From the line with "Where can the moon glow" through the final line, transcribe the material below character for character; include no other lines.

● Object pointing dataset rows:
+++
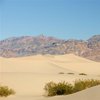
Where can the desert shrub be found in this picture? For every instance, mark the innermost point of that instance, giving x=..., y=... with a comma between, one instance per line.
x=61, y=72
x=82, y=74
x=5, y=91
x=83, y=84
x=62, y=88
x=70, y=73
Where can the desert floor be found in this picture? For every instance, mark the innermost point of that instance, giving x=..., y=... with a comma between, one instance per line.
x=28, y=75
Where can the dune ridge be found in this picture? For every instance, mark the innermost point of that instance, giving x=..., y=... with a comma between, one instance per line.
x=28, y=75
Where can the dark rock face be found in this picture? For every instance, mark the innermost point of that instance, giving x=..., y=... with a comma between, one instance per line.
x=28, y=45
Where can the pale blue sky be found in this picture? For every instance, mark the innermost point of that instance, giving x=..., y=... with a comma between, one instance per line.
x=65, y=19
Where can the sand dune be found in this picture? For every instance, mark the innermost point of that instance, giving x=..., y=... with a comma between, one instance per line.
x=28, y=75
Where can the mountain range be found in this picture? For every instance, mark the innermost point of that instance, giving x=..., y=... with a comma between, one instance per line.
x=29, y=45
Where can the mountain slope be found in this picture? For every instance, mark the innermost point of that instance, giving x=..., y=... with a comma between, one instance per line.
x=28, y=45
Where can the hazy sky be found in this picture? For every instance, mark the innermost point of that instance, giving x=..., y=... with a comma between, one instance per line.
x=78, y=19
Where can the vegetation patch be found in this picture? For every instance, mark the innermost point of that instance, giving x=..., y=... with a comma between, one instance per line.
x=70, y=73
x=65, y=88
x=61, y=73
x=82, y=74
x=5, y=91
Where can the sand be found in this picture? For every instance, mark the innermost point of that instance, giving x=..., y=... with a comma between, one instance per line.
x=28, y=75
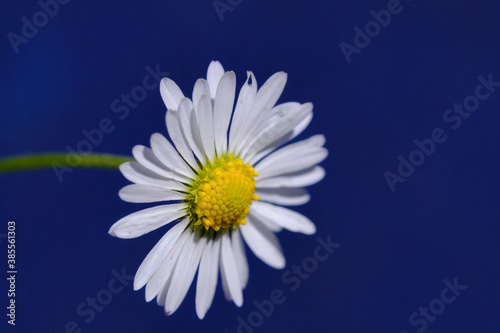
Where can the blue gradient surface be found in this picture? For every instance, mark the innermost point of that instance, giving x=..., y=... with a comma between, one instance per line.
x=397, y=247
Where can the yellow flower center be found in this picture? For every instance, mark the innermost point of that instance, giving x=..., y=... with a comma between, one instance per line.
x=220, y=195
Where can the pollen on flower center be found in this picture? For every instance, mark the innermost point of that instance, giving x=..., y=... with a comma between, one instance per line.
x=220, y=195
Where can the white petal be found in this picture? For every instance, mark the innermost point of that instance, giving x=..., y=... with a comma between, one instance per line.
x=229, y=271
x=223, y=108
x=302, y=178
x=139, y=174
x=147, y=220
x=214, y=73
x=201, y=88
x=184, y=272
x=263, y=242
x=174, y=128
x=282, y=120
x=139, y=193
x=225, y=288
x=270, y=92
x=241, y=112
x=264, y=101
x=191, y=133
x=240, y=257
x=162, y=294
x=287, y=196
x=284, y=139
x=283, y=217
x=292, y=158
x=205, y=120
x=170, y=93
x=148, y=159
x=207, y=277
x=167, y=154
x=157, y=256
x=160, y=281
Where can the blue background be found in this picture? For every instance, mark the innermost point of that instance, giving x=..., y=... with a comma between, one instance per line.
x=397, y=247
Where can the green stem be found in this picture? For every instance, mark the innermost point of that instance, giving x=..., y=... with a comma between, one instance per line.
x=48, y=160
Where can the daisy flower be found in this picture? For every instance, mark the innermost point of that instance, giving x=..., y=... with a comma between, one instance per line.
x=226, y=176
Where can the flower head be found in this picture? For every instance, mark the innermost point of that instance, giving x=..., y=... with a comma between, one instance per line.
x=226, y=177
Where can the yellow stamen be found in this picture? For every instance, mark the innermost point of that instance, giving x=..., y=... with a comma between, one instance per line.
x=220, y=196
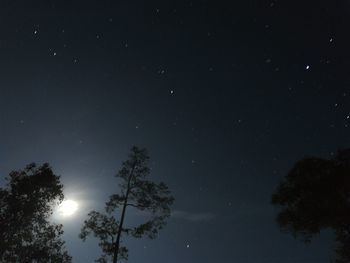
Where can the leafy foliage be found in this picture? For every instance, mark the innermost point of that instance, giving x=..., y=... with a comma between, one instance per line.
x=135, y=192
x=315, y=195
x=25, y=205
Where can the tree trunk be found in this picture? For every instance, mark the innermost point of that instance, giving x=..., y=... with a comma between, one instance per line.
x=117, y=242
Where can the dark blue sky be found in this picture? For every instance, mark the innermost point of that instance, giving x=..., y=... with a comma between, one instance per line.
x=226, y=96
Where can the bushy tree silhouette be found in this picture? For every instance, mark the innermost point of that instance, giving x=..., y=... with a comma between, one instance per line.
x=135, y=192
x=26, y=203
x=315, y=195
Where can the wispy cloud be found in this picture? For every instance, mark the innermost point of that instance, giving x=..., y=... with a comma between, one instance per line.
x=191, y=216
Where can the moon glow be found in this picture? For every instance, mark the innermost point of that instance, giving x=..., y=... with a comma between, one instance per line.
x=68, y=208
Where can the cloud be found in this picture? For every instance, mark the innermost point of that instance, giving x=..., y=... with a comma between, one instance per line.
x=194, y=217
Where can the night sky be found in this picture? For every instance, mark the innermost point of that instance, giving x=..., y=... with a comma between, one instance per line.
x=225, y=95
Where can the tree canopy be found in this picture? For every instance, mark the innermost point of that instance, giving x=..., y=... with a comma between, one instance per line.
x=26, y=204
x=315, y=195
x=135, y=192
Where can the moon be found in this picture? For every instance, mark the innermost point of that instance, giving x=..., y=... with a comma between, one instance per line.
+++
● Exercise response:
Where can the moon glow be found in this picture? For every instance, mark the innermost point of that instance, giving x=..., y=... with a comma between, one instance per line.
x=68, y=208
Where can the cloud be found in this picture? For every instance, mark the innermost point of that instance, giving x=..., y=... with a comma between, one instance per line.
x=194, y=217
Where can the night sky be found in this picture? For every instance, mark the innermost point of that instance, giving x=..., y=... with a comma between, one instance per line.
x=225, y=95
Where can the tree canopy be found in this picture? For every instance, mark the innermost point of that instance, giving x=..., y=... with a comma between, one instance per line.
x=26, y=204
x=315, y=195
x=135, y=192
Where can the moon be found in this picture? For every instance, mark the innermost point of that instance, giving x=..., y=... with a comma between, one instance per line.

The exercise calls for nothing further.